• _ARTIKEL_
■ ■ ■ ■

RUWA JURAI- Puisi “Senyum yang Mengalir di Antara Gugur” karya Muhammad Alfariezie menghadirkan sebuah refleksi mendalam mengenai kefanaan, kenangan, dan kepekaan terhadap waktu. Karya ini mengajak pembaca untuk menyelami hubungan antara manusia dengan alam sekaligus menghayati pergantian momen yang tidak bisa ditahan.
Lewat diksi yang sederhana namun kaya makna, penyair membangun ruang permenungan di mana alam dan emosi manusia saling bertaut. Puisi ini bukan hanya tentang keindahan alam, tetapi juga tentang bagaimana pengalaman hidup, kenangan, dan kebahagiaan sementara tertanam di dalam tiap detik yang mengalir.
Senyum yang Mengalir
di Antara Gugur
Sebelum kembang gugur
melebur dengan sesuatu
yang subur, ingatlah
geraknya mengalirkan
senyum
Sebelum sungai mengering
menyisakan lumut dan batu,
rekamlah hijau teduh percik
dan gemerciknya
Sebelum jemu dan jauh
meninggalkanku, ingatlah
ladang bahagia kita telah
menyingkap warna rahasia
Kamu tentu tahu bagaimana
saya berusaha dan saya
paham semangatnya tumbuh
dari sana
2025
Tema dan Latar Rasa
Tema utama puisi ini adalah kesadaran menjelang kehilangan. Penyair menulis dengan nada reflektif, seolah mengajak pembaca untuk mengingat dan merekam sebelum perpisahan menjadi kenyataan. Penggunaan kata “sebelum” secara berulang menjadi poros utama, menandai kesadaran waktu yang terus bergerak dan mengingatkan kita akan kefanaan segala sesuatu.
Simbolisme alam mendominasi puisi ini. Kembang, sungai, lumut, batu, dan ladang bahagia bukan sekadar latar, melainkan medium untuk mengekspresikan perasaan manusia yang berubah-ubah. Alam berperan sebagai cermin jiwa — mengalir, mengering, dan pada akhirnya ditinggalkan, namun tetap meninggalkan kenangan yang membekas.
Struktur dan Gaya Bahasa
Puisi ini menggunakan paralelisme repetitif yang menciptakan ritme meditasi. Setiap bait diawali dengan kata “sebelum”, menekankan urgensi dan kesadaran terhadap waktu yang terus bergerak. Kalimat-kalimat pendek, tanpa tanda baca berlebihan, menghasilkan kesan lembut namun sarat tekanan emosional yang tersembunyi.

■ ■ ■ ■

• _KUMPULAN CATATAN_

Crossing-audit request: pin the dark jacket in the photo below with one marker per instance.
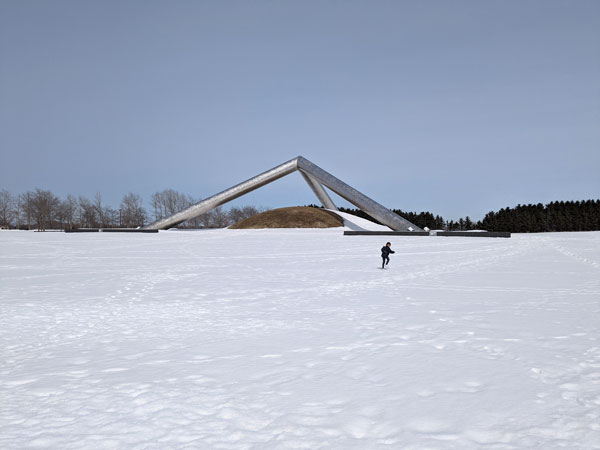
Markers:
(385, 251)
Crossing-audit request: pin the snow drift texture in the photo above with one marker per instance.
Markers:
(295, 339)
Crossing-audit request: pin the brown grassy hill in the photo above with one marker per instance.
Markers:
(294, 217)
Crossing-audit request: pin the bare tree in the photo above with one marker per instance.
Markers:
(45, 204)
(26, 207)
(68, 210)
(99, 210)
(220, 218)
(87, 213)
(7, 209)
(169, 202)
(132, 211)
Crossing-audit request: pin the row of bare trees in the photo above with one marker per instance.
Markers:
(42, 210)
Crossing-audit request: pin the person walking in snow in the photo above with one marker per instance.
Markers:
(385, 254)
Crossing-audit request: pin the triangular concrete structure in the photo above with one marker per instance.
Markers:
(316, 179)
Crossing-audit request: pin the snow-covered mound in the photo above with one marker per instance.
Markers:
(275, 339)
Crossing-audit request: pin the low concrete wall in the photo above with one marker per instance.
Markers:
(386, 233)
(110, 230)
(474, 233)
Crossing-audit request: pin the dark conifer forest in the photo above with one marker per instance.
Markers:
(555, 216)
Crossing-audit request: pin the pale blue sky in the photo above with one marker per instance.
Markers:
(456, 107)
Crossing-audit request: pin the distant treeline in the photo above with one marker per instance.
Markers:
(555, 216)
(41, 209)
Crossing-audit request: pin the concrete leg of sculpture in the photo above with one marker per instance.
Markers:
(321, 194)
(371, 207)
(226, 196)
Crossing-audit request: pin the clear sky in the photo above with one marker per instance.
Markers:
(456, 107)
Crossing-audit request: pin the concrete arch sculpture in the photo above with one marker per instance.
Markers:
(315, 177)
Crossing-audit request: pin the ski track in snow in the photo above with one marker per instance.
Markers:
(290, 339)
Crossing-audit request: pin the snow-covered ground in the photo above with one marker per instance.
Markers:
(276, 339)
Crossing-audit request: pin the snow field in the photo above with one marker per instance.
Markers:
(277, 339)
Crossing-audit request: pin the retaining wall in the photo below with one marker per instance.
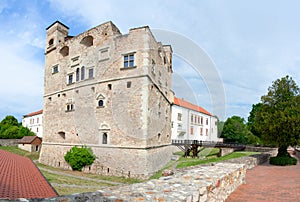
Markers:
(9, 142)
(210, 182)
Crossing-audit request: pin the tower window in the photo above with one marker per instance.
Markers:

■ ■ ■ ■

• _TUGAS WAJIB 1_
Menurut artikel tentang puisi ini, mengapa pengulangan kata “sebelum” menjadi poros utamanya? Jelaskan dalam satu sampai tiga kalimat.
• _TUGAS WAJIB 2_
Apa tema utama puisi yang dibahas dalam artikel ini?
• _TUGAS WAJIB 3_
Salin bagian artikel dari "Lewat diksi yang" sampai "detik yang mengalir." tanpa mengubah satu kata pun.
Catatan-catatan di atas diambil dari sumber lain.

• _CONTOH PENYELESAIAN 1_
Kata “sebelum” yang diulang di awal setiap bait menandai kesadaran akan waktu yang terus bergerak dan mengingatkan pembaca akan kefanaan segala sesuatu. Pengulangan itu juga menekankan urgensi dan menciptakan ritme meditasi.

• _CONTOH PENYELESAIAN 2_
Tema utamanya adalah kesadaran menjelang kehilangan.

• _CONTOH PENYELESAIAN 3_
Lewat diksi yang sederhana namun kaya makna, penyair membangun ruang permenungan di mana alam dan emosi manusia saling bertaut. Puisi ini bukan hanya tentang keindahan alam, tetapi juga tentang bagaimana pengalaman hidup, kenangan, dan kebahagiaan sementara tertanam di dalam tiap detik yang mengalir.